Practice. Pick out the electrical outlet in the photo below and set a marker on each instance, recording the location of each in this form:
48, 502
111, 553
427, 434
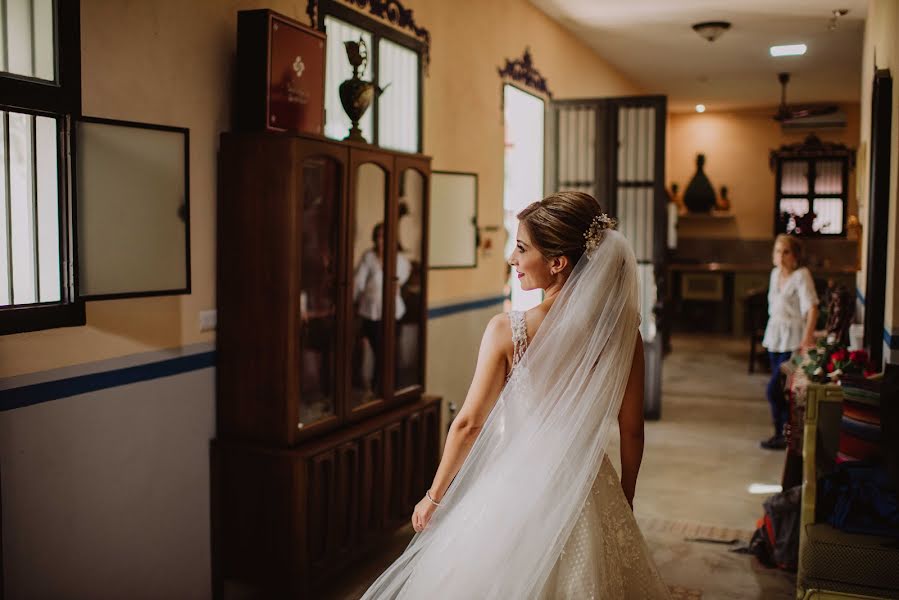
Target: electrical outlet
207, 320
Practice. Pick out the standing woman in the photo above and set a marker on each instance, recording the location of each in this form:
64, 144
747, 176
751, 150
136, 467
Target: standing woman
793, 312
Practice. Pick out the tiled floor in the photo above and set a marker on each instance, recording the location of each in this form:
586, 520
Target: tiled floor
699, 461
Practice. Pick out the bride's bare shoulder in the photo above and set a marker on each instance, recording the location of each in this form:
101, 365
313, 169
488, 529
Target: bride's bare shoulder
498, 334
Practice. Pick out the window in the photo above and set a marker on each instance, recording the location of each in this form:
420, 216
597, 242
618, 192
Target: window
523, 115
811, 188
394, 64
40, 95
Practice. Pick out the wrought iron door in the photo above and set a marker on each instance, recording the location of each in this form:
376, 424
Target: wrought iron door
613, 148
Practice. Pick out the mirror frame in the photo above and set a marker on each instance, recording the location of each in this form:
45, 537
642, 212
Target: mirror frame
185, 132
477, 232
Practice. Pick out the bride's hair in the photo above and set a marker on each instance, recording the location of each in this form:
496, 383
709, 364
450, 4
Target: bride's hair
557, 223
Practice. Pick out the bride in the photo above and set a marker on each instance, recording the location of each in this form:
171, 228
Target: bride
525, 503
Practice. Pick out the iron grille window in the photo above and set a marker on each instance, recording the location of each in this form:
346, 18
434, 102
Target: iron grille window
39, 98
811, 194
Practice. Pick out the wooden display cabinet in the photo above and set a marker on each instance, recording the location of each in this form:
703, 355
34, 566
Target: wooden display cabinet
325, 439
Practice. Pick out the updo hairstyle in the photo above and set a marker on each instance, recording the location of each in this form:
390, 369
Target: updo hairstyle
557, 223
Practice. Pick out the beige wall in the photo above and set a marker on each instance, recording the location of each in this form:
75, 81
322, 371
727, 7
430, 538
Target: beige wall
171, 62
880, 41
736, 145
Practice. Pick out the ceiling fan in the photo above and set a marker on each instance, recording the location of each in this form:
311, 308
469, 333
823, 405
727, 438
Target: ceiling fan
799, 111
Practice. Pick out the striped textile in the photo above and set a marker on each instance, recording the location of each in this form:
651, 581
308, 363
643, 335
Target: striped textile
860, 428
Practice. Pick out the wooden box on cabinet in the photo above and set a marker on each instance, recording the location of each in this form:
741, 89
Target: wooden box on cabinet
301, 350
280, 74
288, 520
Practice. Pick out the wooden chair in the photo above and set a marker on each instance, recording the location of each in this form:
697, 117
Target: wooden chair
756, 311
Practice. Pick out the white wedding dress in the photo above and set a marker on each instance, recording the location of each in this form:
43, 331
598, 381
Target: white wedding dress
536, 511
605, 555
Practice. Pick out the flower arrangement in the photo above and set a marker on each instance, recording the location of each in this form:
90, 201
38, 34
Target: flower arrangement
829, 360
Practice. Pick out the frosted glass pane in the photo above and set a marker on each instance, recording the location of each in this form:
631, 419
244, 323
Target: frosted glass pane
338, 70
29, 38
794, 177
398, 105
44, 52
829, 215
48, 210
523, 174
5, 256
21, 188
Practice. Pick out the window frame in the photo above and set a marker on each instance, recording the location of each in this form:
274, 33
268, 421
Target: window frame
60, 99
378, 30
811, 195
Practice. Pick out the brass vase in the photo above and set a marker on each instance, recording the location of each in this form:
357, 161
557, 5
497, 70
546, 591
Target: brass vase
356, 94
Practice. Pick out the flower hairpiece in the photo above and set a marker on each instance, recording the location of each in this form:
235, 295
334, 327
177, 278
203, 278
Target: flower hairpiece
594, 233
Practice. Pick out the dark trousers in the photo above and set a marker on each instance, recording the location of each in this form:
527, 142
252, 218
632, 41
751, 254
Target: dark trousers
780, 411
373, 332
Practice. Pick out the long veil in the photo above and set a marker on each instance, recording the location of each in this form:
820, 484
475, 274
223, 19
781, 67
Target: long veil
504, 520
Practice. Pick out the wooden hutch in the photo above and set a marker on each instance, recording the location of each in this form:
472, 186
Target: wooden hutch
325, 438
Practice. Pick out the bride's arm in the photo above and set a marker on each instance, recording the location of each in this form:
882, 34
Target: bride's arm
486, 386
630, 423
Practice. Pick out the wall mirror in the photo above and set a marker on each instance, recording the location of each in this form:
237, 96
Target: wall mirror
453, 241
132, 209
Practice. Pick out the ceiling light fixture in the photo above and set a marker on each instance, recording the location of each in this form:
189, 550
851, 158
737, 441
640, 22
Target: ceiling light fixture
711, 30
840, 12
789, 50
764, 488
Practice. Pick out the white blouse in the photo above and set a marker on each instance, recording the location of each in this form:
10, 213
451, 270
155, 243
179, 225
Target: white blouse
788, 306
368, 285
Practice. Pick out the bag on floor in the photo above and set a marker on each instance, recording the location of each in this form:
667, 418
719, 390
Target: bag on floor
776, 541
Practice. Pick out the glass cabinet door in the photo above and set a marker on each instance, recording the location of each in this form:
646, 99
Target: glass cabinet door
409, 281
319, 289
367, 282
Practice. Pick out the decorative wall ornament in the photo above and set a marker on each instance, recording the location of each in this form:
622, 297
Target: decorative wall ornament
812, 147
522, 70
391, 11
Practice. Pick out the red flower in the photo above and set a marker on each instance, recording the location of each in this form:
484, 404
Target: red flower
859, 356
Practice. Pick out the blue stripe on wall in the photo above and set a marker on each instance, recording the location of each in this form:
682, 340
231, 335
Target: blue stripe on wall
37, 393
83, 384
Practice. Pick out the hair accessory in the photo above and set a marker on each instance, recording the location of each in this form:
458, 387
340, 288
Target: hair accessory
594, 233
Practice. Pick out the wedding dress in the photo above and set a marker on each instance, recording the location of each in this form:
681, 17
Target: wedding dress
605, 555
537, 510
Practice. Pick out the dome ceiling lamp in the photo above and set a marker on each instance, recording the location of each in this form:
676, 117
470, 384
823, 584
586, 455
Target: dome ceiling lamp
711, 30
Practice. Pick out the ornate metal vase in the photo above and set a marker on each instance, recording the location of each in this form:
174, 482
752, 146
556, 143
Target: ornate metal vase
355, 93
699, 195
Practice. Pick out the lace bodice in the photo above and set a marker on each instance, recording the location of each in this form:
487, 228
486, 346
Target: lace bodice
519, 335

▶ [EXERCISE INSTRUCTIONS] Reproduce all of the entries above verbatim, and leave the pictures out of your copy.

▶ [RESPONSE FOR THIS EXERCISE]
Practice. Pick out the electrical outlet in the photo below and set a marker on each instance, recording the location of each in this form:
48, 502
111, 553
427, 434
Target: electrical outlet
207, 320
Practice. Pick out the standing woman in the photo above and set a marker on each instance, recording the location of each in this form:
64, 144
747, 176
751, 150
136, 467
Target: standing woman
793, 312
Practice. Pick out the tiled floor in the photo above and set a marker on each instance, recording the location of each in this form:
586, 520
Target: tiled floor
699, 461
Practice. Pick out the bride's bare shoulder in the photo above and set a marker on each instance, recording the location of each in this form:
101, 365
313, 169
488, 529
Target: bride's bare shoulder
498, 334
Practice. Pick out the window in the photo above and set a marker on each instance, recording the location of each in this form:
420, 216
597, 242
618, 192
Target: window
523, 115
811, 188
394, 64
40, 95
Practice. Pick out the wrought iron door in the photo above and set a marker on each instance, recording the location of each in this form:
376, 424
Target: wrought iron door
613, 148
Practice. Pick out the mirror frame in the photo above and set a marker on each instance, recording the location of each in this form:
45, 537
642, 212
Target: mirror frame
185, 132
477, 232
Practice. Pick out the bride's hair in the photo above and set a marker on each instance, recording the location of each in this form:
496, 383
709, 364
450, 4
Target: bride's hair
557, 223
Practice. Pick out the bride in the photo above and set a marker on each instance, recording the location of each in this form:
171, 228
Target: bride
525, 503
Practice. Pick out the iron grille window in the photo above and set a marker on each instance, recording the location of each in this form:
346, 18
434, 102
Target: iron grille window
39, 98
811, 194
Practice. Pick out the wooden display cabinet in the photo above and set a marker on each instance, recording the location of each in this form:
703, 355
34, 566
Target: wooden display cabinet
325, 439
Practice. Pick out the updo hairstyle in the photo above and set a marker on each instance, recording the location of each in this form:
390, 369
Target: updo hairstyle
557, 223
Practice. Pick out the beige wall in the photo above and set a marker on each instance, recording the location of each in this form:
75, 81
322, 371
727, 7
430, 538
Target: beige wall
171, 62
880, 41
736, 145
Practice. Pick out the ceiling fan in the photo above and set a marker on each instance, recording the location of each in this form:
311, 308
469, 333
823, 405
727, 438
Target: ceiling fan
799, 111
Practice. Pick out the striped textile in the photo above and set a marker on each instance, recording the location of each in this form:
651, 581
308, 363
643, 335
Target: striped textile
860, 428
Practice. Pick out the wooden box on cabinet in the photo above and set a marker on each instance, recording the location of each in this form:
741, 89
Target: wooden box on cabinet
301, 350
280, 74
288, 520
Practice. Pick out the wooden chair in the photo above and set a marker on each instance, recording the location of each in this form:
697, 117
Target: wooden chair
756, 311
Practice. Pick out the white wedding dress in the photo above and set a marker on each instance, recording the location of each in this form:
43, 331
598, 381
Target: white wedding dress
536, 511
605, 555
Practice. Pick out the flower arrangement in the photo above and set a marker on each instance, recording the location of each in this form:
90, 201
38, 34
Target: flower arrangement
829, 360
Practice. Pick out the frosted glass pane in the photo above and set a marker on each instance, recording the location of each in this form:
631, 419
244, 323
Target: frosted glass pane
338, 70
29, 38
794, 177
398, 105
44, 52
829, 215
48, 210
523, 174
5, 256
21, 188
Practice. Pick out the window frame in the photo above and set a marker on each instance, recording the location of each in this form:
274, 33
268, 421
Target: window frame
60, 99
378, 30
811, 195
Practice. Pick out the brass vase in the photo above and set a marker on each instance, recording the location of each in this form:
357, 161
557, 5
497, 70
546, 591
Target: brass vase
356, 94
Practice. Pick out the flower hairpiece in the photo above and set a marker on each instance, recording the location of each in this form:
235, 295
334, 327
177, 278
203, 278
Target: flower hairpiece
594, 233
Practice. Pick out the dark trousers in the photo above and set a marker on each instance, recording the location of each in this form:
527, 142
252, 218
632, 41
751, 254
Target: dark trousers
780, 411
373, 332
Practice. Pick out the long veil in the photo above and set a marker on each instance, recording the location of each in this form:
820, 484
475, 274
223, 19
781, 67
Target: long veil
504, 520
Practice. Pick out the wooden hutch in the photo above and set a marker on each instance, recording the location of each in this form:
472, 186
Target: wooden hutch
325, 438
Practice. Pick out the bride's arm in the photo above and set a marker on each instance, recording the location of each in this form:
882, 34
Target: bride's arm
486, 386
630, 423
Practice. Pick out the wall mirror in the photo above and set a marker on each instance, recording the location of each in this form:
237, 96
Target: wall mirror
453, 241
132, 209
Practice. Pick out the ceiling light fixture in the photo above and set a marker on each instance, recording the location of each in this form:
189, 550
851, 158
737, 441
640, 22
Target: ceiling light fixture
711, 30
840, 12
789, 50
764, 488
Practice. Pick out the white blouse in the photo above and set a marker on each instance, recording the location of each in this form:
10, 213
451, 270
155, 243
179, 225
Target: white blouse
788, 306
368, 285
Practice. Pick out the bag on floor in the photo above and set a marker on each instance, recording the location of each in this form:
667, 418
719, 390
Target: bag on floor
776, 541
Practice. Pick out the glass cabinet door in the photo above and set a marker on each instance, recording the location of each in this form:
646, 99
Target: glass cabinet door
409, 281
319, 289
367, 282
Practice. Pick out the decorative wall ornament in the photo above and set a marker on each instance, recording the location of each in this form:
622, 297
Target: decorative wall ornament
812, 147
522, 70
391, 11
Practice. Pick out the red flower in the photo above and set a marker on each instance, recording the location of each in this form:
484, 404
Target: red flower
859, 356
Practice. Pick out the blue stripe on wall in the photo above and set a marker on each instance, recording the location of each in this form:
682, 340
231, 335
Target: blue stripe on wall
37, 393
83, 384
Practice. Pick out the hair accessory in the photo above and set a marker on each instance, recording the location of each in this form:
458, 387
340, 288
Target: hair accessory
594, 233
Practice. Pick out the wedding dress in the photo above and set a marker on each instance, recording the location of each in this form:
681, 17
Target: wedding dress
605, 555
537, 510
Practice. Pick out the dome ceiling lamp in the photo above and set a marker on each instance, recording the location of each in this form:
676, 117
470, 384
823, 584
586, 455
Target: dome ceiling lamp
711, 30
Practice. Pick out the ornate metal vase in the photo above and set a marker on each instance, recording the location of each in this form:
174, 482
752, 146
556, 143
Target: ornate metal vase
355, 93
699, 195
Practice. Pick out the lace bodice in the photo above and set a marker on each instance, recording the location of each in this form:
487, 228
486, 346
Target: lace bodice
519, 335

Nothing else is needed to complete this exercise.